A look at the life and prolific writings of Stonewall Jackson's sister-in-law
Margaret Junkin Preston (1820–1897) was once deemed by the Washington Post to be "one of the really famous American authors of the day." A prolific author of poetry and fiction, she came to popular acceptance despite masculine disapproval of female writers, especially in the South. In this comprehensive literary biography Stacey Jean Klein maps the progress by which this Pennsylvania native became a celebrated poet of the Confederacy and eventually an established author of national prominence.
Margaret's father, Presbyterian minister Rev. Dr. George Junkin, served in turn as president of Lafayette College in Easton, Pennsylvania; Miami University in Oxford, Ohio; and Washington College in Lexington, Virginia—a career path that exposed Margaret and her sister, Eleanor, to a superior education by faculty tutors and to the cultural values of the East, Midwest, and South. While in Virginia, Eleanor married a math professor from the Virginia Military Institute, Major Thomas J. Jackson—later Confederate general "Stonewall" Jackson—in 1853 and died tragically soon after, following childbirth. In 1857 Margaret married Major John T. L. Preston, a Latin professor at VMI and widower with seven children.
Though her poetry and short stories had appeared in several national magazines prior to her marriage, Preston gave up her writing career in exchange for household duties. But with the onset of war, Preston again took to wielding her pen, this time to espouse the Southern cause through a series of Confederate nationalist verses. The death of Stonewall Jackson and of her stepson, her husband's dangerous military service, and the invasion of her home by Union troops all solidified for Preston the high personal cost of war and compounded her belief in the Confederate cause as just. Her most notable piece from this period is a long narrative poem, Beechenbrook: A Rhyme of the War, published in 1865.

Pointing and labeling entries:
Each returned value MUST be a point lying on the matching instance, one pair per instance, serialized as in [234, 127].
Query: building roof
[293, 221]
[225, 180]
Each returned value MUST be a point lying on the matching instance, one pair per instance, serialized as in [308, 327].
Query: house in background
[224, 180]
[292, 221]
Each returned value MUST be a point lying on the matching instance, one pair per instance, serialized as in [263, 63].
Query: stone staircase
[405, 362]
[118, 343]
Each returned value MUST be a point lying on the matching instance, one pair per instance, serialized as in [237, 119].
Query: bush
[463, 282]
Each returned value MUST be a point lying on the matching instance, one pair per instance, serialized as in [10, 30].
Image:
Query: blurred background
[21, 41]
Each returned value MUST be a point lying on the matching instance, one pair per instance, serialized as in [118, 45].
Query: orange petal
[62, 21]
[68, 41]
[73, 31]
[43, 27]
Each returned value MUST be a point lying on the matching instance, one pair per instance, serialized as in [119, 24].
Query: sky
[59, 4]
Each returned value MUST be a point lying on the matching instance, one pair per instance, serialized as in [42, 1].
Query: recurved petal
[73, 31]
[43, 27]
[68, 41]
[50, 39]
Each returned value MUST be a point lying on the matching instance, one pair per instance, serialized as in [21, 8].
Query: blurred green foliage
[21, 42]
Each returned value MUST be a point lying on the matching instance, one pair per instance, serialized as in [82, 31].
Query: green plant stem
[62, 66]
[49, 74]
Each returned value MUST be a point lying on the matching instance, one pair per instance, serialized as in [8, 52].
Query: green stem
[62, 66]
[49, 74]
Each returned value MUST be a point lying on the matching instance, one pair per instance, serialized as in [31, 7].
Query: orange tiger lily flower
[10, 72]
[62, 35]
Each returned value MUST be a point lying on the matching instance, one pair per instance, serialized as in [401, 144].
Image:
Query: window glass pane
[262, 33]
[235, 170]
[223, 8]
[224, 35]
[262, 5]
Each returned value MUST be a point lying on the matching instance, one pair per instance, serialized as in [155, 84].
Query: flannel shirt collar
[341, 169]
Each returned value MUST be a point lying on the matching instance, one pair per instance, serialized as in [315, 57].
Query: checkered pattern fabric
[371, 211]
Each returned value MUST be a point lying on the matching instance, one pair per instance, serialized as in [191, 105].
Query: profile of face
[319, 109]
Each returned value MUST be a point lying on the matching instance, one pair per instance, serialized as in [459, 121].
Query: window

» **What you need to do**
**1)** Translate this sentence from the Margaret Junkin Preston passage into Spanish: "Though her poetry and short stories had appeared in several national magazines prior to her marriage, Preston gave up her writing career in exchange for household duties."
**2)** Edit the Margaret Junkin Preston passage by rewriting the stretch from "Margaret's father, Presbyterian" through "with seven children." with "math professor" changed to "mathematics professor".
The listing was drawn from a different source than the Margaret Junkin Preston passage.

» **The replies**
**1)** Aunque su poesía y sus cuentos habían aparecido en varias revistas nacionales antes de su matrimonio, Preston abandonó su carrera de escritora a cambio de las tareas domésticas.

**2)**
Margaret's father, Presbyterian minister Rev. Dr. George Junkin, served in turn as president of Lafayette College in Easton, Pennsylvania; Miami University in Oxford, Ohio; and Washington College in Lexington, Virginia—a career path that exposed Margaret and her sister, Eleanor, to a superior education by faculty tutors and to the cultural values of the East, Midwest, and South. While in Virginia, Eleanor married a mathematics professor from the Virginia Military Institute, Major Thomas J. Jackson—later Confederate general "Stonewall" Jackson—in 1853 and died tragically soon after, following childbirth. In 1857 Margaret married Major John T. L. Preston, a Latin professor at VMI and widower with seven children.